▶ YOUR GOAL:
Swap "Place a single point on each instance" for "Mark every instance with one point" everywhere it occurs in the lines below, and reproduce the lines with no other change.

▶ EXERCISE DATA:
"""
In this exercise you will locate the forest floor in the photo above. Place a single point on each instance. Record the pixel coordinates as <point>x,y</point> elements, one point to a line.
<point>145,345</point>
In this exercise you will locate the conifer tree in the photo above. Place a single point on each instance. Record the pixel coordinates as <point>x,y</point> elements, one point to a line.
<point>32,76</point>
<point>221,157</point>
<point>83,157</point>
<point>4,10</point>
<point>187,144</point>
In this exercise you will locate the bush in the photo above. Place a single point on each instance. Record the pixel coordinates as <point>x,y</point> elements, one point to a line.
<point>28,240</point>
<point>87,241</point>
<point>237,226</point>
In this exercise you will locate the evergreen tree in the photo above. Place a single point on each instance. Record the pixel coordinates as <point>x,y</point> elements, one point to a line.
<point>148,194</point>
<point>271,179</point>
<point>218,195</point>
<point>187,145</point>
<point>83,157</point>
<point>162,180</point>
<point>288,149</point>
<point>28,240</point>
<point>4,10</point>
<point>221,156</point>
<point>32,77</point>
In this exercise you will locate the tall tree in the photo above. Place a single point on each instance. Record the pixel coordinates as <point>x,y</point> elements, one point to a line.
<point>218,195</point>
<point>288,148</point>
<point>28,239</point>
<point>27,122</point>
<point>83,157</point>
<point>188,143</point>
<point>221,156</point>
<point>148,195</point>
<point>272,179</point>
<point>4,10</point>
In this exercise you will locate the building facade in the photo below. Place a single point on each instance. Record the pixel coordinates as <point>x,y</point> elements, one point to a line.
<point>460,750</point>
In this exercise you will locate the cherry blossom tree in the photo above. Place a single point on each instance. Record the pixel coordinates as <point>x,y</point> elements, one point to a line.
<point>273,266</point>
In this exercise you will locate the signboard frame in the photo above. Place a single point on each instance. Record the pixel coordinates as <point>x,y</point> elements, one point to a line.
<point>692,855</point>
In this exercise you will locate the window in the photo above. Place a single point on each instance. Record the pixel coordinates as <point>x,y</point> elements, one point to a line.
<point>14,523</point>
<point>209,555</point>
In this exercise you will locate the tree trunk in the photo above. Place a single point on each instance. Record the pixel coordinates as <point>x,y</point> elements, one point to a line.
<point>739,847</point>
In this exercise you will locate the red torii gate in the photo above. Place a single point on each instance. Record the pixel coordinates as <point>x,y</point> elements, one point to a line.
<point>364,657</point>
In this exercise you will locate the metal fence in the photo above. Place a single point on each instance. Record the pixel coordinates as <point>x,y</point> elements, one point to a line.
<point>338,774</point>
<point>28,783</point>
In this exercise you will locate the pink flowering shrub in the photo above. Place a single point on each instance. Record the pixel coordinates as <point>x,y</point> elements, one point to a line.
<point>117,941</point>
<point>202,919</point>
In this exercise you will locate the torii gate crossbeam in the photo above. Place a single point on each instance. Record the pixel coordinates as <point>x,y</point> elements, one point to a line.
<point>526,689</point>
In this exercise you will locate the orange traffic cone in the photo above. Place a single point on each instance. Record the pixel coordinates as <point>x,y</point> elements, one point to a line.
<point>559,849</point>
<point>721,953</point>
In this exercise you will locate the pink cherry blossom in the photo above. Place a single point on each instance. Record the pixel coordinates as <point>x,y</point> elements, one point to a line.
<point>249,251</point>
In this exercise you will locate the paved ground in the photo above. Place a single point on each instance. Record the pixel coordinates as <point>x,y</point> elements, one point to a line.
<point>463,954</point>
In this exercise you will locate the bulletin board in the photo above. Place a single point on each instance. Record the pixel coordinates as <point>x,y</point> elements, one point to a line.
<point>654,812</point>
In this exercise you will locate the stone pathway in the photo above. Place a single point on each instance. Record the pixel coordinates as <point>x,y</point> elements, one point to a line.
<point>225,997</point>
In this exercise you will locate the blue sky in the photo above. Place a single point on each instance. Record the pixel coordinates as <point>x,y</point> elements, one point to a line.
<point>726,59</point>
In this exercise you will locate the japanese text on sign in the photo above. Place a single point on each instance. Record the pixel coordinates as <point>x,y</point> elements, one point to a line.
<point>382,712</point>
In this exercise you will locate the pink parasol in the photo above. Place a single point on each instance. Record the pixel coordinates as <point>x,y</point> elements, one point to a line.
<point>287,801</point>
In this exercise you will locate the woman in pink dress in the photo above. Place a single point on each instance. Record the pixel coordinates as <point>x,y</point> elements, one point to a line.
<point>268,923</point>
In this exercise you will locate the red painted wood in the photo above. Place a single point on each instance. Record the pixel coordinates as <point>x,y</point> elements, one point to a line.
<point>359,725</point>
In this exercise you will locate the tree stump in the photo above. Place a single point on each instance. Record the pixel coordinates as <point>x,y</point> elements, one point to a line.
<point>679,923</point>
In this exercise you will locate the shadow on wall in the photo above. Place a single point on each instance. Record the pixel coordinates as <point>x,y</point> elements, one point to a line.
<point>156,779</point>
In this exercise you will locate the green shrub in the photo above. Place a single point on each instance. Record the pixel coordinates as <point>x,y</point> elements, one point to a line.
"""
▶ COMPLETE OUTPUT:
In this exercise you will locate the forest floor in the photo above. Mark every instance with one point. Record the pixel coordinates as <point>x,y</point> elements, one point to a line.
<point>145,345</point>
In this exercise you will locate the conifer tree in the photo above. Mark every instance with one point. Record the pixel coordinates as <point>x,y</point> elements, one point to a line.
<point>32,76</point>
<point>221,157</point>
<point>83,157</point>
<point>4,10</point>
<point>187,144</point>
In this exercise you will locate the bush in the photo above. Mark every instance with one point. Record the pixel coordinates as <point>x,y</point> elements, one point to a line.
<point>28,240</point>
<point>87,241</point>
<point>237,226</point>
In this exercise you will locate the evergreen tree in the photo above. Mark every instance with one point. Record the pixel coordinates as <point>x,y</point> elements, one point to a line.
<point>148,194</point>
<point>271,179</point>
<point>218,195</point>
<point>187,145</point>
<point>83,157</point>
<point>162,180</point>
<point>288,149</point>
<point>28,240</point>
<point>4,10</point>
<point>221,156</point>
<point>32,77</point>
In this exercise you will locate the tall tree in the photo above. Mark every instance with one point. Record the pixel coordinates as <point>x,y</point> elements, one point to a line.
<point>218,195</point>
<point>288,148</point>
<point>28,239</point>
<point>27,122</point>
<point>83,157</point>
<point>188,143</point>
<point>221,156</point>
<point>148,195</point>
<point>272,179</point>
<point>4,10</point>
In this exercise you will locate the building facade in the photo below. Mark every instance with one point. Record the pixel coordinates as <point>x,y</point> elements, one point to a line.
<point>460,750</point>
In this exercise you will locate the cherry blossom tree in the photo above. Mark every instance with one point. Record the pixel coordinates as <point>x,y</point> elements, one point to a line.
<point>273,266</point>
In this exercise you will locate the signboard frame in the photo above. Mark every instance with one point. Record the pixel coordinates as <point>x,y</point> elements, one point to a line.
<point>692,855</point>
In this exercise you will locate the window in the photo above. Mark every instance with one point. Record the pixel coordinates as <point>x,y</point> elements, one point to a line.
<point>14,523</point>
<point>209,555</point>
In this exercise you will locate the tree trunk in the photo above. Mark every instance with one point. Record the pixel coordinates as <point>x,y</point> elements, one point to a line.
<point>739,847</point>
In this exercise you will locate the red torii gate in the photo above. Mark every instance with one point. Record the pixel coordinates as <point>x,y</point> elements, one point to a line.
<point>364,657</point>
In this exercise you will locate the metal fence in the photo above. Mark every instance with one point. Record the pixel coordinates as <point>x,y</point> elements, one point to a line.
<point>338,774</point>
<point>28,783</point>
In this exercise you will locate the pink flowering shrub in the photo above. Mark every instance with one point. Record the pixel coordinates as <point>x,y</point> elements, one point to a line.
<point>117,941</point>
<point>202,919</point>
In this exercise you will locate the torii gate crossbeam in the photo above. Mark every instance with one point. Record the pixel coordinates as <point>x,y</point> elements, one point to a line.
<point>526,689</point>
In this exercise you will locate the orange traffic cone in the photo above. Mark every instance with one point. Record the pixel coordinates as <point>x,y</point> elements, one point to a line.
<point>559,849</point>
<point>721,953</point>
In this exercise you will locate the pink cherry blossom in the photo above. Mark every instance with one point. Record the pixel coordinates as <point>x,y</point> elements, one point to a line.
<point>249,251</point>
In this exercise you will locate the paved ground in the photo above. Mark every instance with one point. Record the pixel coordinates as <point>x,y</point> elements, one point to a line.
<point>463,954</point>
In this exercise you will locate the bulletin board in the photo above. Mark every instance with one point. Record the pixel coordinates as <point>x,y</point> elements, one point to a line.
<point>654,812</point>
In this exercise you will locate the stone pathway in the photo above. Mark every instance with one point. Record the pixel coordinates as <point>x,y</point> elements, one point to a line.
<point>225,997</point>
In this exercise you will locate the blue sky in the photo above. Mark every instance with one point. Record the pixel coordinates as <point>x,y</point> elements, one point to a line.
<point>726,59</point>
In this exercise you will locate the japanese text on sign in the photo above. Mark every instance with one point. Record the pixel coordinates as <point>x,y</point> elements, one point to a line.
<point>382,712</point>
In this exercise you will locate the pink parasol in the photo above. Mark every instance with one point. Record the pixel coordinates as <point>x,y</point> elements, one point to a line.
<point>287,801</point>
In this exercise you will locate the woman in pink dress in the photo above. Mark every instance with one point. Record the pixel coordinates as <point>x,y</point> elements, one point to a line.
<point>268,923</point>
In this exercise you will locate the red painted wood in the photo above. Mark every instance with one point. Record the pixel coordinates as <point>x,y</point> elements, one point to a line.
<point>359,725</point>
In this exercise you will locate the tree stump in the photo above. Mark every instance with one point. Record the pixel coordinates as <point>x,y</point> elements, one point to a line.
<point>679,923</point>
In this exercise you will locate the shadow on wall in the photo above. Mark every instance with one point. Record the pixel coordinates as <point>x,y</point> elements, one point to a line.
<point>156,779</point>
In this exercise you will locate the green shrub in the photo above. Mark every instance with one point. Record the pixel coordinates as <point>x,y</point> elements, one point to a line.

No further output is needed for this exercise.